··· Listed entries ···

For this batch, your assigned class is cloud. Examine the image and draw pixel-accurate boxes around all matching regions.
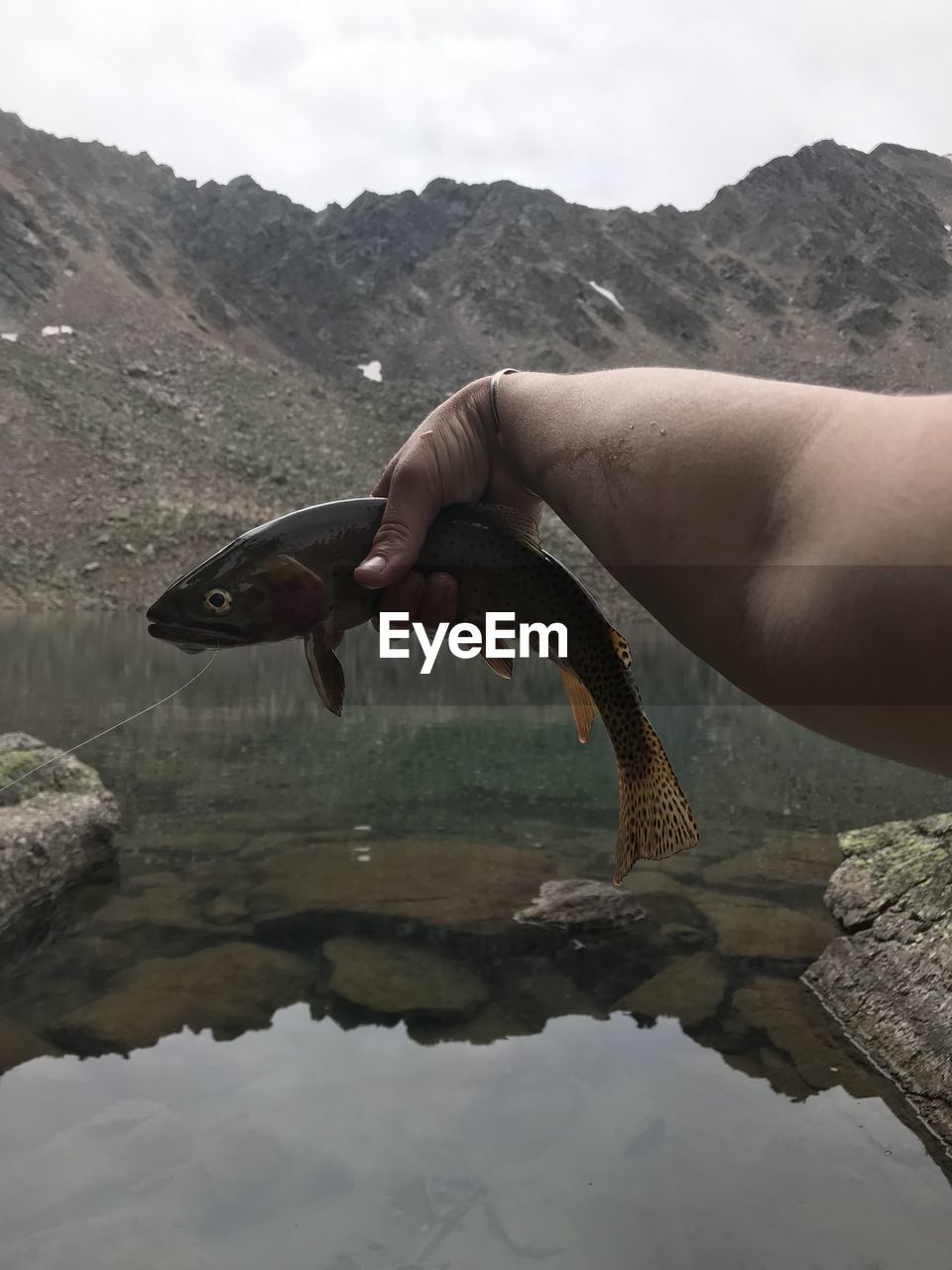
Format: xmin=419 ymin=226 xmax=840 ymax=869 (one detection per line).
xmin=0 ymin=0 xmax=952 ymax=208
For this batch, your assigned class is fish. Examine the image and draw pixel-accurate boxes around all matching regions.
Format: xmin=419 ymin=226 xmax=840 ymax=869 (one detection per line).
xmin=146 ymin=498 xmax=698 ymax=885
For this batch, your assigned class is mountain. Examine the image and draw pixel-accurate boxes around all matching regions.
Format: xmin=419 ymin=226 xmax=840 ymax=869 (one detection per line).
xmin=0 ymin=112 xmax=952 ymax=607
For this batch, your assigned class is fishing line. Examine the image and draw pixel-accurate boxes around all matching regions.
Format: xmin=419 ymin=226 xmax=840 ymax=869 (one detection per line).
xmin=0 ymin=644 xmax=221 ymax=794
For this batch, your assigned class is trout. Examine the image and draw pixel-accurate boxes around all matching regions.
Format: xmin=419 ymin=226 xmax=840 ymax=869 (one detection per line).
xmin=146 ymin=498 xmax=698 ymax=884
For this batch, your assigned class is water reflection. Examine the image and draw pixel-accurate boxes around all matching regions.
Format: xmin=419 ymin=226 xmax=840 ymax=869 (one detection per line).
xmin=0 ymin=1006 xmax=952 ymax=1270
xmin=0 ymin=615 xmax=952 ymax=1270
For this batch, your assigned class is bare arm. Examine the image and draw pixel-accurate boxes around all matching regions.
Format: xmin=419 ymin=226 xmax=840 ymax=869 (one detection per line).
xmin=358 ymin=368 xmax=952 ymax=774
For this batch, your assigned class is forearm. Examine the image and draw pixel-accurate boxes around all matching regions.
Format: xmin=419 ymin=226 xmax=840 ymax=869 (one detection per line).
xmin=499 ymin=369 xmax=952 ymax=770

···

Quote, word for word, everything from the line containing "For this batch, your assigned class is bare" down to the end of the records.

For this batch, your assigned class is bare arm. Examine the image and draw pixel-accurate boxes around all matching regions.
Format: xmin=419 ymin=226 xmax=840 ymax=869 (one detection per line).
xmin=358 ymin=368 xmax=952 ymax=774
For this batch, your assigned class is forearm. Examine the image and draw pixel-accurate boxes around all matching regions.
Format: xmin=419 ymin=226 xmax=840 ymax=869 (one detection per line).
xmin=499 ymin=369 xmax=952 ymax=770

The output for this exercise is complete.